[Object location annotation data]
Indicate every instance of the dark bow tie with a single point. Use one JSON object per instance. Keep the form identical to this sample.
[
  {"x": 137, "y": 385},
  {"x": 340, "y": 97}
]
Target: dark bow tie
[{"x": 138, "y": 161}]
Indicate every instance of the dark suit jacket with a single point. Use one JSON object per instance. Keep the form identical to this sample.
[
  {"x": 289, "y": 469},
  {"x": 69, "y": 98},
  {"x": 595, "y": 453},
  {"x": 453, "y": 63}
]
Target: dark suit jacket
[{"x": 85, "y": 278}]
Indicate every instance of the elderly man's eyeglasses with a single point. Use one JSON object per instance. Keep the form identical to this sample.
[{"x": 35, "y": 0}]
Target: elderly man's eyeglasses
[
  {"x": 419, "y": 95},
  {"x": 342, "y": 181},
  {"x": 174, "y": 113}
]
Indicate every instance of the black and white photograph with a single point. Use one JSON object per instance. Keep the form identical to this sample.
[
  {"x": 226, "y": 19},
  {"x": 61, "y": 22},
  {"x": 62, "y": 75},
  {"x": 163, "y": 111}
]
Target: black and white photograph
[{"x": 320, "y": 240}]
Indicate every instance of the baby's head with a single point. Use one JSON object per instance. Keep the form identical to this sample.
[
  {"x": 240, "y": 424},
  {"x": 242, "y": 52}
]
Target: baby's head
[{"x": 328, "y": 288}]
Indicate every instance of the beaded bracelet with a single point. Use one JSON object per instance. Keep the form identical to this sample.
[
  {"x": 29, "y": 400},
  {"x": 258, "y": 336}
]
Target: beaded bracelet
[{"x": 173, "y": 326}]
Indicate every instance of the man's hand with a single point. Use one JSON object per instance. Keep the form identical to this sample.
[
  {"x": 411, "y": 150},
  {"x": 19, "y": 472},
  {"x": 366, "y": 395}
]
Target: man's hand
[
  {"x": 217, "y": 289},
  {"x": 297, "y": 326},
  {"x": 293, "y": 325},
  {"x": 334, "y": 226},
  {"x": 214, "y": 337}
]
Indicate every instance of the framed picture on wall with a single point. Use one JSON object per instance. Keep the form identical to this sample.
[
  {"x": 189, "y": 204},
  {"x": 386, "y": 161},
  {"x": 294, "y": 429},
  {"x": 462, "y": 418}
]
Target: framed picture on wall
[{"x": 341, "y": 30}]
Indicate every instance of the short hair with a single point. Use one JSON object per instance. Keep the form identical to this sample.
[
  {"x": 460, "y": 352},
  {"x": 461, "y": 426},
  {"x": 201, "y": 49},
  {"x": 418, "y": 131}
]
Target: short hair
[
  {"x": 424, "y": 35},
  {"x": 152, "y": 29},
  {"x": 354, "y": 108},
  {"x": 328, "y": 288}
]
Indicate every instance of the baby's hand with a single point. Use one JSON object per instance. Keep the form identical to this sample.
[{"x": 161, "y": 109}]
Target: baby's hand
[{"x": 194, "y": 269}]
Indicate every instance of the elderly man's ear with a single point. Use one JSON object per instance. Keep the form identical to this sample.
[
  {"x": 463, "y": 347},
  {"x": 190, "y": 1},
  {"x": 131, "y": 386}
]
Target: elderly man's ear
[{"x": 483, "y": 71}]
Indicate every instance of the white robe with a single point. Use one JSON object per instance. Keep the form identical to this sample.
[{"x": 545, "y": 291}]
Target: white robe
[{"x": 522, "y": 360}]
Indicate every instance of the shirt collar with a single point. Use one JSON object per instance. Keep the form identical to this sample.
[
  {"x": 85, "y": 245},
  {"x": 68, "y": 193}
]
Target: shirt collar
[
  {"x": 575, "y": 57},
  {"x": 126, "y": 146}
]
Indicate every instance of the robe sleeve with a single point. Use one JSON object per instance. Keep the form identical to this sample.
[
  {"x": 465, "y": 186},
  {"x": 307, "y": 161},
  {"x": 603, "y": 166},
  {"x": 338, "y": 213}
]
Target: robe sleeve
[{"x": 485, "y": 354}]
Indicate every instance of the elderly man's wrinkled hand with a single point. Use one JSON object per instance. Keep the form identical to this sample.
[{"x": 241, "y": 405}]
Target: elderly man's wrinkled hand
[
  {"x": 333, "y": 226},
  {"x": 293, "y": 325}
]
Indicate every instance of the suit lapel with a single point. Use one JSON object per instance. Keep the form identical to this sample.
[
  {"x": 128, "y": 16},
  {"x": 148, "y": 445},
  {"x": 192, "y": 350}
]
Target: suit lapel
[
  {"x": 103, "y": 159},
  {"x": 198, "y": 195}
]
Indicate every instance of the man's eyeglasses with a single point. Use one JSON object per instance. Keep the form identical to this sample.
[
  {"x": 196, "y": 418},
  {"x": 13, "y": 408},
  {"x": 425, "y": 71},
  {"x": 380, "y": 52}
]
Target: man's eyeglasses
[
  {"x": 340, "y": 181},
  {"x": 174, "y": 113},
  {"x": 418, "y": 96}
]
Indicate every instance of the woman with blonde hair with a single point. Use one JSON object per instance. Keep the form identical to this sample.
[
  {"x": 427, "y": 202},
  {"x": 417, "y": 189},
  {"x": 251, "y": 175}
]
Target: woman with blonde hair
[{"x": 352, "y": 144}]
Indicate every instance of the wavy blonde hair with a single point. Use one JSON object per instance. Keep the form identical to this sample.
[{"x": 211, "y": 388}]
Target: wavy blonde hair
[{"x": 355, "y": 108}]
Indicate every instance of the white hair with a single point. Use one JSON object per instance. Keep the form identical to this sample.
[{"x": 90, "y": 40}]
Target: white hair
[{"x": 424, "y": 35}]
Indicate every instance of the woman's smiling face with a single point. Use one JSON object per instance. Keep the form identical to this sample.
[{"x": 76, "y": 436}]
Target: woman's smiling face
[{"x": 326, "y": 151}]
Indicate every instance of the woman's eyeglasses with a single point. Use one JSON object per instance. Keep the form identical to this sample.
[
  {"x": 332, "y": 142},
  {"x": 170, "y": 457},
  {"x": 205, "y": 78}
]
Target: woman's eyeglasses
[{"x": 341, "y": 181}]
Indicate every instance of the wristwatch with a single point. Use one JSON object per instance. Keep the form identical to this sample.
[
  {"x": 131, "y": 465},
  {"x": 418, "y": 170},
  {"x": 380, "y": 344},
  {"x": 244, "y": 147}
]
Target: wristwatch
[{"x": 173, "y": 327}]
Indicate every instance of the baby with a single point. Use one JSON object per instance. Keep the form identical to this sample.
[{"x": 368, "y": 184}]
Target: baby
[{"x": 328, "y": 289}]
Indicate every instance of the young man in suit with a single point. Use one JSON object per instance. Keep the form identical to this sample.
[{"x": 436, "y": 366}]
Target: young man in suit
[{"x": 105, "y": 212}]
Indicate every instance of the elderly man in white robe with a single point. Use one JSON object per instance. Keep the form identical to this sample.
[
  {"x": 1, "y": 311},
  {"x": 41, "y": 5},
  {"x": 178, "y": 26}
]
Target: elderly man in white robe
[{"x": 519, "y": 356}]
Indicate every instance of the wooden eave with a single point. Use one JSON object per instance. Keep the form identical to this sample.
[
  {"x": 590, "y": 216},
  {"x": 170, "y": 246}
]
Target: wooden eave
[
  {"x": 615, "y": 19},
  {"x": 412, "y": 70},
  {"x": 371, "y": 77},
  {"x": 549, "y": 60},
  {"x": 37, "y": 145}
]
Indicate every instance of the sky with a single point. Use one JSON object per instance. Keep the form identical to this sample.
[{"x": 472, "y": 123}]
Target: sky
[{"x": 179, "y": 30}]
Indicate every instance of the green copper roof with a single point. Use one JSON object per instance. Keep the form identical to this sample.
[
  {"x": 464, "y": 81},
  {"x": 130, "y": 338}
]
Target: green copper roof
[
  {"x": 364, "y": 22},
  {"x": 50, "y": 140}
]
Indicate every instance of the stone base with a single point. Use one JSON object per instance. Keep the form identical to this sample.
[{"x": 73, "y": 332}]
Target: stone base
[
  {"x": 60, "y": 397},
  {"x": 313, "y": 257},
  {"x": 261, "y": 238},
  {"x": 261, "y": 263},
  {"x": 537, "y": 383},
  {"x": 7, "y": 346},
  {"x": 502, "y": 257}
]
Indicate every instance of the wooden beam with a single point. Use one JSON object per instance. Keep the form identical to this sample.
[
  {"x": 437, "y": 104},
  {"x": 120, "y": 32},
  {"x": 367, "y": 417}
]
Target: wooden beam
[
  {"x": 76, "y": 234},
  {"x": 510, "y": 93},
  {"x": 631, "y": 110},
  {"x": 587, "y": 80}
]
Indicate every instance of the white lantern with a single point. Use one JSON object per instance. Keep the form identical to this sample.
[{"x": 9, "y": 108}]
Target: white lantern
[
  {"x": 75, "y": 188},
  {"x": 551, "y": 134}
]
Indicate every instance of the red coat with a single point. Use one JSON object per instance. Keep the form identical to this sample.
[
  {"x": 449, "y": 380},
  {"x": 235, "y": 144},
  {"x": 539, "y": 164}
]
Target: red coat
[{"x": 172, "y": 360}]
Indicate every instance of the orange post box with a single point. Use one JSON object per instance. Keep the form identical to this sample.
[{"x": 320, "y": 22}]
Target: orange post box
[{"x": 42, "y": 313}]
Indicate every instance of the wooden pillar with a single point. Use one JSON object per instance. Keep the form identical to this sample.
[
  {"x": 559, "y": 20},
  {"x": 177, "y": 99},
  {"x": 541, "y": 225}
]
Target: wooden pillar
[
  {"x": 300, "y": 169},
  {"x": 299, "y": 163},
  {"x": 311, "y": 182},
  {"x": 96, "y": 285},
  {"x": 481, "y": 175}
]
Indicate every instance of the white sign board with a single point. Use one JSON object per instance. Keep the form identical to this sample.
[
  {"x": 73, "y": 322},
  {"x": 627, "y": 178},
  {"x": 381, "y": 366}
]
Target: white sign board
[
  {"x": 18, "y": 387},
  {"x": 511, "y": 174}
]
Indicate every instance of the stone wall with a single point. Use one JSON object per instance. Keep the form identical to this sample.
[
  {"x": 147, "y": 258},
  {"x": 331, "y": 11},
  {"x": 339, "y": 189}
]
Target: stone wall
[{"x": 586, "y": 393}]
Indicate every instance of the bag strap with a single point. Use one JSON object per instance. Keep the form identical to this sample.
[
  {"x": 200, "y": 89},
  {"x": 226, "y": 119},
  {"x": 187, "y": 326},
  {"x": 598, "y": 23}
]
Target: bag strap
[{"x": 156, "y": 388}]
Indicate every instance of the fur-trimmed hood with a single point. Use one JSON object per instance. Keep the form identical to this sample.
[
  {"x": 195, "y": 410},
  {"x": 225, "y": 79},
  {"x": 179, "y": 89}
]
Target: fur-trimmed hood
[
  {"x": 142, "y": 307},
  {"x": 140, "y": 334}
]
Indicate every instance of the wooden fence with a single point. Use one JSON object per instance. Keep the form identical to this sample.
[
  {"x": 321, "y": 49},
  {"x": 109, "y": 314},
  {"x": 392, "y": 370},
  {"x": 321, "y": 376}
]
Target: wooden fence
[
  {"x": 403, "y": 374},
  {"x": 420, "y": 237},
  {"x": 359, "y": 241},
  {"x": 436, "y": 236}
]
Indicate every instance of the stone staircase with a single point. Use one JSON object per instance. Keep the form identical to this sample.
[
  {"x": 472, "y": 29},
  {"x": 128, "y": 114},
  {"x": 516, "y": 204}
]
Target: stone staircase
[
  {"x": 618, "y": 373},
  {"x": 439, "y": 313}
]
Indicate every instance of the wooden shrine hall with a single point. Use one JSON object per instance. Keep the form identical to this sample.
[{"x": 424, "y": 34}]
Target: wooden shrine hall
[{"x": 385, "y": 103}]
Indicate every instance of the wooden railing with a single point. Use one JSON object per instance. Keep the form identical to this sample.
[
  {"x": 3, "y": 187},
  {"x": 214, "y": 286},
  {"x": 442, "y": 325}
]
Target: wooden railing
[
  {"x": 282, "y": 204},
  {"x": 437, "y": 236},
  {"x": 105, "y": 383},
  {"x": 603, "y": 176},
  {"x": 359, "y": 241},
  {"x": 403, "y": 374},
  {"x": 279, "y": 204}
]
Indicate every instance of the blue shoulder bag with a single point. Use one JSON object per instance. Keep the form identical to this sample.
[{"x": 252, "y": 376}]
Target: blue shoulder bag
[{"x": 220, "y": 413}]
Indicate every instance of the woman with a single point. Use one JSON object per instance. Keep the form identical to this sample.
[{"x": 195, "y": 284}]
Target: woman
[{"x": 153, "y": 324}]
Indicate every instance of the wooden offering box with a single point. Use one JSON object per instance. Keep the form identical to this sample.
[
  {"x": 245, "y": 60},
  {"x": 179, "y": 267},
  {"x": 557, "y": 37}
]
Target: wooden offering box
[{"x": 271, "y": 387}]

- **Your objective**:
Repeat, word for word, every line from the line that contains "Indicate every instance of the blue" to the end of the entries; include both of those lines and no others.

- **Full response**:
Indicate every instance of the blue shoulder bag with a single point. Use one JSON object per instance. Keep the form identical to this sample.
[{"x": 252, "y": 376}]
Target: blue shoulder bag
[{"x": 220, "y": 413}]
Indicate every instance of the woman with a single point. Use one JSON object per instance. Keep the form identical to this sample.
[{"x": 195, "y": 284}]
Target: woman
[{"x": 153, "y": 324}]
Indicate every instance of the wooden offering box with a single point. Use one JSON object per instance. Keep the form identical to this sample.
[
  {"x": 245, "y": 60},
  {"x": 179, "y": 267},
  {"x": 557, "y": 37}
]
Target: wooden offering box
[{"x": 271, "y": 387}]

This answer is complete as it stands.